**STORED DATA:**
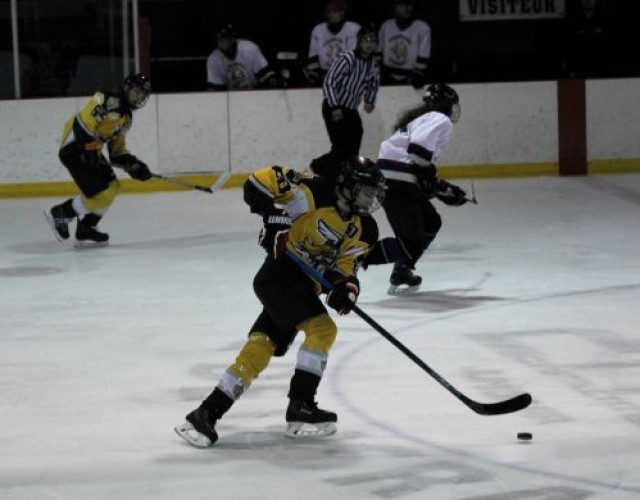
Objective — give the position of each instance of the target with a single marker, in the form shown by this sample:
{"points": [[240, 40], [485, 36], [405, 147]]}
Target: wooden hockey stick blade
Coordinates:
{"points": [[501, 408], [180, 182]]}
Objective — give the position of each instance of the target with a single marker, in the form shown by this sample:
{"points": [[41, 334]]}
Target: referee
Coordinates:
{"points": [[353, 76]]}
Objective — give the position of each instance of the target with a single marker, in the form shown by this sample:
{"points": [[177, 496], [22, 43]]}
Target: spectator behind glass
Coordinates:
{"points": [[237, 64], [586, 53], [328, 39], [354, 77], [405, 45]]}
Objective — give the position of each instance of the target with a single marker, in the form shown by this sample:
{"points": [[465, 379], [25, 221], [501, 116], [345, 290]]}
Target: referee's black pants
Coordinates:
{"points": [[345, 136], [413, 219]]}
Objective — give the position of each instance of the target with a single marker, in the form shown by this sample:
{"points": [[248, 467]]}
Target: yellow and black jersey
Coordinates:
{"points": [[284, 188], [104, 120], [334, 246]]}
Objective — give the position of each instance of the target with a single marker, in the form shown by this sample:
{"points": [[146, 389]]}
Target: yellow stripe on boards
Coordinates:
{"points": [[47, 189]]}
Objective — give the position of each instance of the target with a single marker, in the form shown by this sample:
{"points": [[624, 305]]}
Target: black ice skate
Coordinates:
{"points": [[305, 419], [199, 429], [89, 236], [403, 280], [58, 223]]}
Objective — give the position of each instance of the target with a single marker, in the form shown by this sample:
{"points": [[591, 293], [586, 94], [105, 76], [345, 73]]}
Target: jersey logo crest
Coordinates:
{"points": [[112, 104], [332, 237]]}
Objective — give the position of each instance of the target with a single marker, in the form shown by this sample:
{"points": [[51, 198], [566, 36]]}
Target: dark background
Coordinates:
{"points": [[72, 47], [461, 51]]}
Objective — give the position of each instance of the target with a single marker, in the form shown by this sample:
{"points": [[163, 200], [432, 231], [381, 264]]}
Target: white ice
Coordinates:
{"points": [[536, 289]]}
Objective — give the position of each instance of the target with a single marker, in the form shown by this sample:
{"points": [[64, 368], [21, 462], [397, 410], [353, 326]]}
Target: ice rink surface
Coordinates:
{"points": [[536, 289]]}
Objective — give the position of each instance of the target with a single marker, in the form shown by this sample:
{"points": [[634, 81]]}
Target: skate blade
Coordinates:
{"points": [[52, 225], [90, 244], [401, 289], [192, 436], [297, 430]]}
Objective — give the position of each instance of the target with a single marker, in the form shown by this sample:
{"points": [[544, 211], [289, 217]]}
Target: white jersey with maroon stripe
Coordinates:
{"points": [[404, 51], [420, 144], [325, 45], [245, 71]]}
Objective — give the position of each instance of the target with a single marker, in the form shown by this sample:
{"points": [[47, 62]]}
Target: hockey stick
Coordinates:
{"points": [[473, 194], [184, 184], [174, 180], [514, 404]]}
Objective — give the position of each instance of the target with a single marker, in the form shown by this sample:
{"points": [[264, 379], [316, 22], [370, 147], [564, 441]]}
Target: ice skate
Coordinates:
{"points": [[199, 429], [305, 419], [89, 236], [403, 281], [58, 223]]}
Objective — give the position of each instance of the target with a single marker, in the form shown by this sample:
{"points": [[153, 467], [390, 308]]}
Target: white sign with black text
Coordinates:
{"points": [[498, 10]]}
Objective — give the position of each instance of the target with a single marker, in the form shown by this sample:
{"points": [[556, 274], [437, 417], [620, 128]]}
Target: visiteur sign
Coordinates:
{"points": [[499, 10]]}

**TO BE DONE:**
Show every line from the entries above that contains the word "jersey", copying each such line in full.

**TASK ANSWER:**
Target: yellow and black jersey
Target: jersey logo crest
Target: white jersey with maroon stripe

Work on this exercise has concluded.